* **What is required**: Copy out exactly, from the entries that follow, the line holding "Each instance of the allis-chalmers tractor", the line holding "Each instance of the dense", and all lines between them, but no pictures.
(Provided information begins)
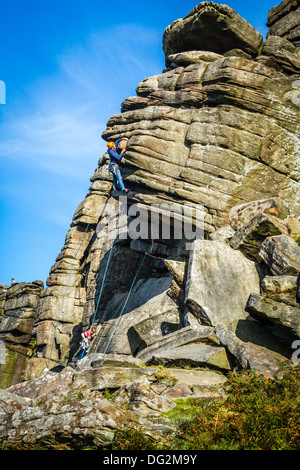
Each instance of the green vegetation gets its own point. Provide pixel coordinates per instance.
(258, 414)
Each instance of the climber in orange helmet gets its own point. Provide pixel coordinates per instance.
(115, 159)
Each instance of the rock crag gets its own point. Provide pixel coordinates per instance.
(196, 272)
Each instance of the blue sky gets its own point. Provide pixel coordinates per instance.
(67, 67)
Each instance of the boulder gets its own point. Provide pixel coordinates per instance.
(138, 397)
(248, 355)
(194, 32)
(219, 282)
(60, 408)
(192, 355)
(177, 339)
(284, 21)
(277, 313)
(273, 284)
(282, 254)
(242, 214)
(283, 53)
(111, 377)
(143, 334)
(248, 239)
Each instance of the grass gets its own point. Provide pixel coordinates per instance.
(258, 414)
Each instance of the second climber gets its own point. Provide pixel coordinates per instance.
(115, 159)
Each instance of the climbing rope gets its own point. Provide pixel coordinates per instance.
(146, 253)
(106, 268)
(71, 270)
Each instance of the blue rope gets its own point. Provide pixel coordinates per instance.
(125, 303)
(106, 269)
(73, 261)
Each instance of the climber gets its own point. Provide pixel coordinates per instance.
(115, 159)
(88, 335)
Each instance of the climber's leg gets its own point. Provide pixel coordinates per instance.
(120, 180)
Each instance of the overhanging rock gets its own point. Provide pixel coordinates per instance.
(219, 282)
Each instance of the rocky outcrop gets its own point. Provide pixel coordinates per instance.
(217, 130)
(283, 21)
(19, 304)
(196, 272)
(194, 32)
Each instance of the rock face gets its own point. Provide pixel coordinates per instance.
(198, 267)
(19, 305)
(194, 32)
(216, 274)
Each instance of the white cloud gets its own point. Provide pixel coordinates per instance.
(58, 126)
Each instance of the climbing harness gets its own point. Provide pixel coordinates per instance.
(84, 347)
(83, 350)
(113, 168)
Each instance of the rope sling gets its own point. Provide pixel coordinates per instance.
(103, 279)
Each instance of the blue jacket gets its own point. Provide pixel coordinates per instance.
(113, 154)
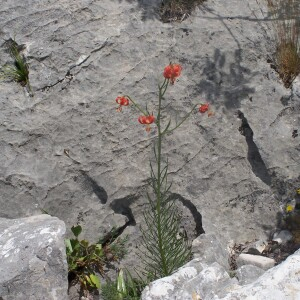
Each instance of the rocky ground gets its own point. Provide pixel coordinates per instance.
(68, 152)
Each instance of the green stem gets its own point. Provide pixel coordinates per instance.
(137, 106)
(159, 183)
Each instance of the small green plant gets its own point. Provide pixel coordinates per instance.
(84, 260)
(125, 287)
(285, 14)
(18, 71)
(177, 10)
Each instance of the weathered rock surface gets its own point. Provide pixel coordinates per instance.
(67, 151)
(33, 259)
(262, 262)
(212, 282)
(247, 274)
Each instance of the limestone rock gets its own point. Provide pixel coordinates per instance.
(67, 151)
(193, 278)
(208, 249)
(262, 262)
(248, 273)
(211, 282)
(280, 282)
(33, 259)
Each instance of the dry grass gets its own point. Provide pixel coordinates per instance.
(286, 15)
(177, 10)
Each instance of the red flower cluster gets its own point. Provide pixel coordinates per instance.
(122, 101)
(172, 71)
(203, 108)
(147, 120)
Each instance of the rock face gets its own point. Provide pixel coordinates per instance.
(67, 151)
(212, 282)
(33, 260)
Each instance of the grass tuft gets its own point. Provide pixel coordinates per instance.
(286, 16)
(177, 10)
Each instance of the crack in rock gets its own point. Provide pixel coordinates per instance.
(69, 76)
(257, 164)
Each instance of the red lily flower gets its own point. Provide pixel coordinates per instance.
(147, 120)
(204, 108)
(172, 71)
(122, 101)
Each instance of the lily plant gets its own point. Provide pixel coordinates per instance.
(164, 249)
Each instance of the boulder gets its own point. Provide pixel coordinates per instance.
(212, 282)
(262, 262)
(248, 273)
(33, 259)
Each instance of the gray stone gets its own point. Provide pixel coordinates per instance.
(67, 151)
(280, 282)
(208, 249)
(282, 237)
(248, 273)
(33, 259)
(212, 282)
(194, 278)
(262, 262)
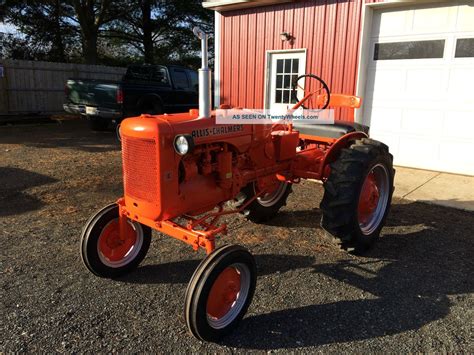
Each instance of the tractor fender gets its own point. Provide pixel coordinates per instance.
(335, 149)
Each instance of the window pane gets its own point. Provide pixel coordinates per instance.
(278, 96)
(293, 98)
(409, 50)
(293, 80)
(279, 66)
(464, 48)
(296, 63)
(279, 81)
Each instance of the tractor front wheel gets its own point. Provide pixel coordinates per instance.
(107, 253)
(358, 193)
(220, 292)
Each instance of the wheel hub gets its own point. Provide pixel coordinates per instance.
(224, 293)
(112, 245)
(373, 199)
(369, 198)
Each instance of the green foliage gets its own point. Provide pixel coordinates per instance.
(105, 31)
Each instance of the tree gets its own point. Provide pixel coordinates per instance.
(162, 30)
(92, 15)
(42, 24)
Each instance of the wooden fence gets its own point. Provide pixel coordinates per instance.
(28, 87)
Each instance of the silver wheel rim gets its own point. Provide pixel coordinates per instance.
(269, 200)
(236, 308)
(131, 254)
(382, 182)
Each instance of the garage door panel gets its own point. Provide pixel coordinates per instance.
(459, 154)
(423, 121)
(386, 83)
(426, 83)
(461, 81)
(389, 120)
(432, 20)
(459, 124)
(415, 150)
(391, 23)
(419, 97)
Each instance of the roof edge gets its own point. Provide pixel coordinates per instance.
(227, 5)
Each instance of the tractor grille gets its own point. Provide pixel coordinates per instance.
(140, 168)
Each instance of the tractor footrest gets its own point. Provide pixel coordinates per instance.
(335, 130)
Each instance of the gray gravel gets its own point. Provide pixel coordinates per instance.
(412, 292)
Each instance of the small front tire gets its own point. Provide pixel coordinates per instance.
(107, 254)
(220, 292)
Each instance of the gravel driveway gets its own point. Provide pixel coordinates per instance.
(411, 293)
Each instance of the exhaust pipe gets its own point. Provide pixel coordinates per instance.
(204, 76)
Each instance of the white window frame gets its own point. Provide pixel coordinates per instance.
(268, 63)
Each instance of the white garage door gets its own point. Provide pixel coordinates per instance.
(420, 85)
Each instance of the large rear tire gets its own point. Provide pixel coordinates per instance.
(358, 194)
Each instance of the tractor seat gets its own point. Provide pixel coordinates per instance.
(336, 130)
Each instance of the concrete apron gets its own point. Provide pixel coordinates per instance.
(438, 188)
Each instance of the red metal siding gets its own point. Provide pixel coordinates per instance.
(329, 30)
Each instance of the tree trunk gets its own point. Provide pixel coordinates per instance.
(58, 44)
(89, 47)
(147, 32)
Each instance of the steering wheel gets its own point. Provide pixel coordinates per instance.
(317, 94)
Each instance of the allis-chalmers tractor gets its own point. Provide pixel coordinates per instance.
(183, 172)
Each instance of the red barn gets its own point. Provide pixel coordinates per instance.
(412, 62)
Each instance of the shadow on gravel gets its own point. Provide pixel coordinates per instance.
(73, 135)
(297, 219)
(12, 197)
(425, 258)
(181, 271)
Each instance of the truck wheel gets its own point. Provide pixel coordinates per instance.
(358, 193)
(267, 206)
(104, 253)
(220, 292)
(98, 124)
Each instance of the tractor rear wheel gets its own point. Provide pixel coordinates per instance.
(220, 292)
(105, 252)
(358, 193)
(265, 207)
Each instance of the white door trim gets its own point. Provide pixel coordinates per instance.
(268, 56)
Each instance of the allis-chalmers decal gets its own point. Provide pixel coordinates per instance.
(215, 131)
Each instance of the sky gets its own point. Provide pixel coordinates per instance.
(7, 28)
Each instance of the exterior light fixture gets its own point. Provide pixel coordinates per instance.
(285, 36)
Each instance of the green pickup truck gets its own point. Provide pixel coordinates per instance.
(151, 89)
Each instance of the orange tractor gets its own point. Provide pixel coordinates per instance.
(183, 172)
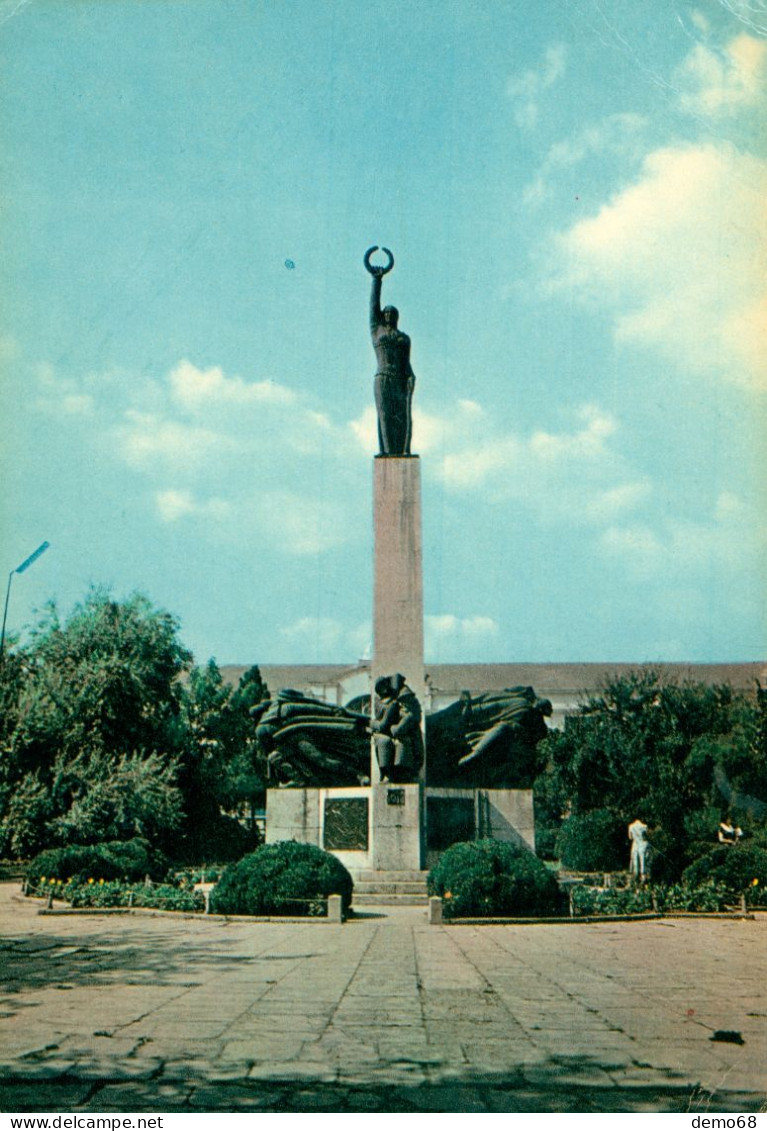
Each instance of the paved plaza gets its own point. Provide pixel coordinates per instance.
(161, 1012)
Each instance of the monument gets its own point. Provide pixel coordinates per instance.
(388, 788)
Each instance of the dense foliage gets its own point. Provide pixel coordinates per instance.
(Provided information ends)
(Provided information begins)
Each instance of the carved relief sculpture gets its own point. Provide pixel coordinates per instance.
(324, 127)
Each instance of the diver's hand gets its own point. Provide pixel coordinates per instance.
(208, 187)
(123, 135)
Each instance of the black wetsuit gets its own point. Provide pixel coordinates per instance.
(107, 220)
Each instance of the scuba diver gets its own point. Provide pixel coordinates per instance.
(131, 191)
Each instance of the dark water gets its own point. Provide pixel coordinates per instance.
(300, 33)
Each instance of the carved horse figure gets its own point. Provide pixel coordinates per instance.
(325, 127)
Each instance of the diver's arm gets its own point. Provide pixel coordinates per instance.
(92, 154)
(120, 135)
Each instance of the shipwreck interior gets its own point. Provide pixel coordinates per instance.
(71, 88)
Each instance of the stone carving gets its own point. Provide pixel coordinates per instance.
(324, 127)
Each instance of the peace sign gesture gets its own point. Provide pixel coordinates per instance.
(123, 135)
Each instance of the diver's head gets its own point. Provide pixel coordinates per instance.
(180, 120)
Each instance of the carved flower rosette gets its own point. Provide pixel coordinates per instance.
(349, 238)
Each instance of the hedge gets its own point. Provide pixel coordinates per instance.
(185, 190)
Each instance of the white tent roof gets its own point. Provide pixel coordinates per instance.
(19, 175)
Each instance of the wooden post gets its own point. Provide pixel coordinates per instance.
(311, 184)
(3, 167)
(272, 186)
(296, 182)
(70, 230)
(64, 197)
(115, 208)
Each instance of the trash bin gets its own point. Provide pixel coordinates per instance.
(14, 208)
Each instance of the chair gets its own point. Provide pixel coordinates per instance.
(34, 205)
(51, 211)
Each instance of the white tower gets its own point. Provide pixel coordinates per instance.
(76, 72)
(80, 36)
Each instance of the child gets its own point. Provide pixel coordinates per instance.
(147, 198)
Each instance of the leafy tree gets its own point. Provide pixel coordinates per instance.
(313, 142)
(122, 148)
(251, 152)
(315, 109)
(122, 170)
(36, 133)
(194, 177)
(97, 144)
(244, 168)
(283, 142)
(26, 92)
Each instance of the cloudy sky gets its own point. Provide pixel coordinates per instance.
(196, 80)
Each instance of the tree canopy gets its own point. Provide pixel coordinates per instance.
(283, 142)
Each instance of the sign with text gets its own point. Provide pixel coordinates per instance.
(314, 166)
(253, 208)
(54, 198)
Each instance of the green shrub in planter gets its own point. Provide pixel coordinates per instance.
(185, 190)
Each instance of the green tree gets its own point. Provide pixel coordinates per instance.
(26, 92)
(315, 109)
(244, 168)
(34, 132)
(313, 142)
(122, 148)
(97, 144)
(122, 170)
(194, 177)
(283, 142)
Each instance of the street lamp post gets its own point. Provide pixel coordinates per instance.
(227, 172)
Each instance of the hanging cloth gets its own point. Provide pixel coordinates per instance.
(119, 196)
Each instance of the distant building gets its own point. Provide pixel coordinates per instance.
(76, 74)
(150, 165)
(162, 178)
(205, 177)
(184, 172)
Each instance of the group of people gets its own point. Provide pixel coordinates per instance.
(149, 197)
(Provided information ends)
(Provided information begins)
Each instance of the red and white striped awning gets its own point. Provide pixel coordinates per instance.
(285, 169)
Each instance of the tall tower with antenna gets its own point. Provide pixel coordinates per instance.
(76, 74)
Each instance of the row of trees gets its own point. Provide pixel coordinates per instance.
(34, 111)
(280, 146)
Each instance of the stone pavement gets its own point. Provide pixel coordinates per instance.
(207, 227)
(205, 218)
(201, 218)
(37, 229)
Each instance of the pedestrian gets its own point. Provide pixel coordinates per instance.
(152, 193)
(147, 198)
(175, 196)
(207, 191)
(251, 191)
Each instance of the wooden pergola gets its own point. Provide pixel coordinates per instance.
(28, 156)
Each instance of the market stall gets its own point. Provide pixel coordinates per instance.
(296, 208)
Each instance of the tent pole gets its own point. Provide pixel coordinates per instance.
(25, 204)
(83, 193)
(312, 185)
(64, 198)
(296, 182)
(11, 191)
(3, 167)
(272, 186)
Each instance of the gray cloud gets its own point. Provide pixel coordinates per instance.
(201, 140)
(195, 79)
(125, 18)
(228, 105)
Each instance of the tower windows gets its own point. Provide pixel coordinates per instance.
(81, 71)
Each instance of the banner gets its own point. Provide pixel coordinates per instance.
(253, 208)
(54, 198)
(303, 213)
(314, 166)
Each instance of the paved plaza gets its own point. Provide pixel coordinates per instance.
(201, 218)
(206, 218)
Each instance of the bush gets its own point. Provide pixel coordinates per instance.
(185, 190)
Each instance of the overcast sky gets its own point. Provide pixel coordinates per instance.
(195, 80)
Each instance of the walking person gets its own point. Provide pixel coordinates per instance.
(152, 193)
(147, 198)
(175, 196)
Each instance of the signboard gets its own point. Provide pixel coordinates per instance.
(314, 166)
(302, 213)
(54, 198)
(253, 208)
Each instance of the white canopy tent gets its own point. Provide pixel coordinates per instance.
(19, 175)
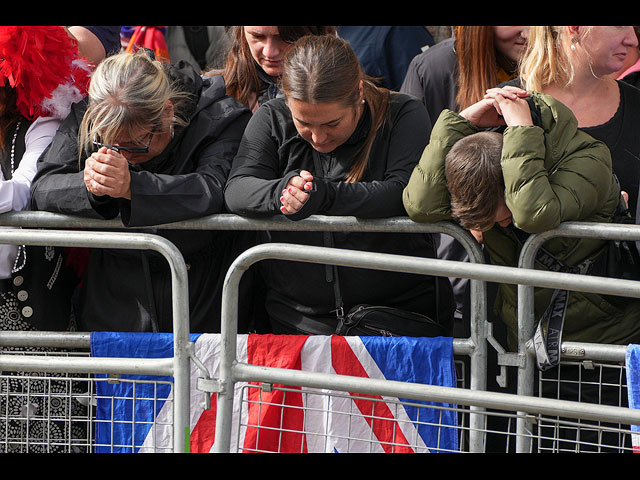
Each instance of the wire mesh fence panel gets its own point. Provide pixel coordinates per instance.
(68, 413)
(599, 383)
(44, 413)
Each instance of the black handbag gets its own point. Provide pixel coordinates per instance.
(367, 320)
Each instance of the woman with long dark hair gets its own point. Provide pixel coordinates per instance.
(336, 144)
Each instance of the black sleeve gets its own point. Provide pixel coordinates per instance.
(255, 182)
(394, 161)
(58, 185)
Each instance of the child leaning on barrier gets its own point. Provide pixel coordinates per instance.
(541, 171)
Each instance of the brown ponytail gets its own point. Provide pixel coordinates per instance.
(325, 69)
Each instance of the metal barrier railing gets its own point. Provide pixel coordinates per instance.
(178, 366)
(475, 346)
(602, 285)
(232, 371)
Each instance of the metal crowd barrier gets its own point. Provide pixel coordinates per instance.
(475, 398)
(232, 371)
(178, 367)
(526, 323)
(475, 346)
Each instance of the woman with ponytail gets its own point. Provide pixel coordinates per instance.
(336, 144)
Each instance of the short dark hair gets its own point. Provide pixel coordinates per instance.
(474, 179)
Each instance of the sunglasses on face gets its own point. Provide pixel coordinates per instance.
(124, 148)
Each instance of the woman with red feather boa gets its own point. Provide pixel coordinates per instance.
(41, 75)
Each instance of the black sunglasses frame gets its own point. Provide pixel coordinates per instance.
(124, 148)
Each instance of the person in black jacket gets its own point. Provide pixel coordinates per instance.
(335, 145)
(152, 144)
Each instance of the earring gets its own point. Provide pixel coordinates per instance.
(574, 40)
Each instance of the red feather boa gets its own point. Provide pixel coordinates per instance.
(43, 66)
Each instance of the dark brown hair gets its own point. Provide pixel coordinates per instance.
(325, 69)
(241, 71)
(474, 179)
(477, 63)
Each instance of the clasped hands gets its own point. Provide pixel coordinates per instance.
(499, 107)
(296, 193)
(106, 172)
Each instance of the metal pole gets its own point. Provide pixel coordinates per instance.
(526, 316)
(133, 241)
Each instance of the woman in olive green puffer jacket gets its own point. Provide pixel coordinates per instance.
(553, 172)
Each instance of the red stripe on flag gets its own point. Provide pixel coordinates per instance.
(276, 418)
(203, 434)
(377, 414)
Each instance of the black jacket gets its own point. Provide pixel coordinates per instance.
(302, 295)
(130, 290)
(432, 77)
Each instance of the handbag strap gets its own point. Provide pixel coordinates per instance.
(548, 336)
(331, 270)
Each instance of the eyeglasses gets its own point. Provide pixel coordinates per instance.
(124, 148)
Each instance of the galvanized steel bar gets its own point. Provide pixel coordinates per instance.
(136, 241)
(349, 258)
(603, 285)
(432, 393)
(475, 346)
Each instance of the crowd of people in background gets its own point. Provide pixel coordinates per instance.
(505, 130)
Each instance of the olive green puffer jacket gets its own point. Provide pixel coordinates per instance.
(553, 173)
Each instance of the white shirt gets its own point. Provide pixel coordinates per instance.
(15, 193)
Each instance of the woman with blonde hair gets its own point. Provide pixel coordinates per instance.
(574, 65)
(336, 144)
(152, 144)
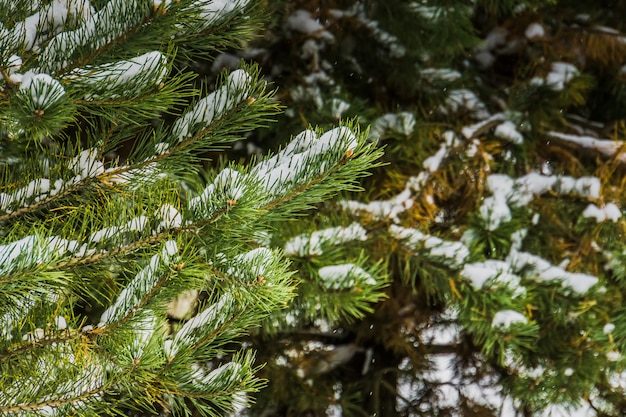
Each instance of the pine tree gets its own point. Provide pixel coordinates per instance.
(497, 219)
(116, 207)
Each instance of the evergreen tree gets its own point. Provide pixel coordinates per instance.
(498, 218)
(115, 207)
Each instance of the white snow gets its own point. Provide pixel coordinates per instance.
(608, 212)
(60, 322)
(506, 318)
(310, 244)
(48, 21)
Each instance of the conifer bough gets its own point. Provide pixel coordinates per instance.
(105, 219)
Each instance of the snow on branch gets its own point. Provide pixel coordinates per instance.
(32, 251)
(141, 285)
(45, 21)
(Provided information ends)
* **Written response**:
Each instance of the allis-chalmers tractor gets its own point. Provide pixel coordinates per instance.
(183, 172)
Each instance of the red barn gets its own point. Provide pixel coordinates per instance.
(412, 62)
Each instance of the shadow on gravel gets its own point. Provide pixel coordinates per instance.
(73, 135)
(297, 219)
(12, 197)
(425, 258)
(181, 271)
Each instance of the truck wheel gets its own point. Provide pixel coordinates per instance.
(358, 193)
(267, 206)
(104, 253)
(220, 292)
(98, 124)
Each instance of the tractor rear wheel gets its own point. Provide pixel coordinates per instance.
(220, 292)
(105, 252)
(358, 193)
(265, 207)
Each instance of the white door trim gets its own point. Provide pixel coordinates per instance.
(268, 56)
Each instance of the allis-chalmers decal gets its own point. Provide pixel coordinates per instance.
(215, 131)
Each instance of the sky gets its own point. Provide pixel coordinates per instance.
(7, 28)
Each instance of the exterior light fixture gets its own point. Provide pixel coordinates per instance.
(285, 36)
Each instance of the green pickup truck gets its own point. Provide pixel coordinates per instance.
(151, 89)
Each instance of the orange tractor gets its own point. Provide pixel coordinates per instance.
(183, 172)
Each instance of the paved plaza gets its own point. Provide pixel coordinates per instance.
(161, 1012)
Each instance of the monument gets its own point. Provide pixel coordinates per instance.
(388, 788)
Each instance of the dense foliage gets its own point. Provide pixel coordinates per instance.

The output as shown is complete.